Records from a dataset
------------------------------------------------------------

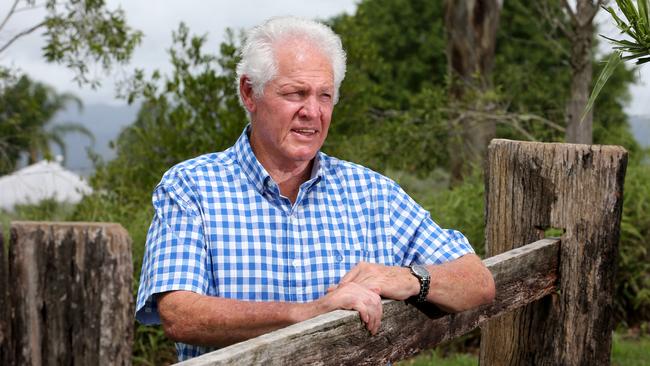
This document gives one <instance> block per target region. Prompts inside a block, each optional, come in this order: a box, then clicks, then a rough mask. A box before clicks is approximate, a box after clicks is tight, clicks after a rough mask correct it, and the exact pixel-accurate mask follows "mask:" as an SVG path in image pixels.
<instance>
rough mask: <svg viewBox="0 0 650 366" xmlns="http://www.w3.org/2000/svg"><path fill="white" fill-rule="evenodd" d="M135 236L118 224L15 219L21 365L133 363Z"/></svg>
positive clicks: (16, 282) (122, 364) (13, 235)
mask: <svg viewBox="0 0 650 366" xmlns="http://www.w3.org/2000/svg"><path fill="white" fill-rule="evenodd" d="M132 276H133V263H132V259H131V241H130V239H129V237H128V234H127V232H126V230H124V229H123V228H122V227H121V226H120V225H117V224H101V223H48V222H13V223H12V225H11V243H10V250H9V278H10V280H9V281H10V283H11V284H12V286H11V288H10V294H11V301H12V304H11V305H12V308H13V309H14V318H13V322H12V323H13V324H12V330H13V337H12V338H13V352H12V358H13V359H12V360H11V364H15V365H36V366H38V365H93V366H99V365H130V364H131V343H132V341H133V312H134V305H133V295H132V280H133V278H132Z"/></svg>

------------------------------------------------------------

#### [Problem statement]
Each entry above is to be written out again unchanged, apart from the pictures, which are left out.

#### [Response to the task]
This document gives one <instance> block per target region. Prompts inside a block, each optional, come in this order: a box, then clicks, then a rough mask. A box before clicks is approximate, a box after clicks is tight, clicks after a rough mask correct it, and the exact pixel-accurate mask follows "mask:" as an SVG path in image pixels.
<instance>
rough mask: <svg viewBox="0 0 650 366" xmlns="http://www.w3.org/2000/svg"><path fill="white" fill-rule="evenodd" d="M135 236L118 224L15 219L21 365L133 363Z"/></svg>
positive clicks: (16, 282) (122, 364) (13, 235)
mask: <svg viewBox="0 0 650 366" xmlns="http://www.w3.org/2000/svg"><path fill="white" fill-rule="evenodd" d="M132 276H133V263H132V259H131V241H130V239H129V237H128V234H127V232H126V230H124V229H123V228H122V227H121V226H120V225H117V224H101V223H48V222H13V223H12V225H11V243H10V250H9V278H10V280H9V281H10V283H11V284H12V286H11V288H10V294H11V301H12V304H11V305H12V308H13V309H14V318H13V322H12V323H13V324H12V330H13V337H12V338H13V352H12V358H13V359H12V360H11V364H15V365H36V366H38V365H93V366H99V365H130V364H131V343H132V341H133V312H134V305H133V295H132V280H133V278H132Z"/></svg>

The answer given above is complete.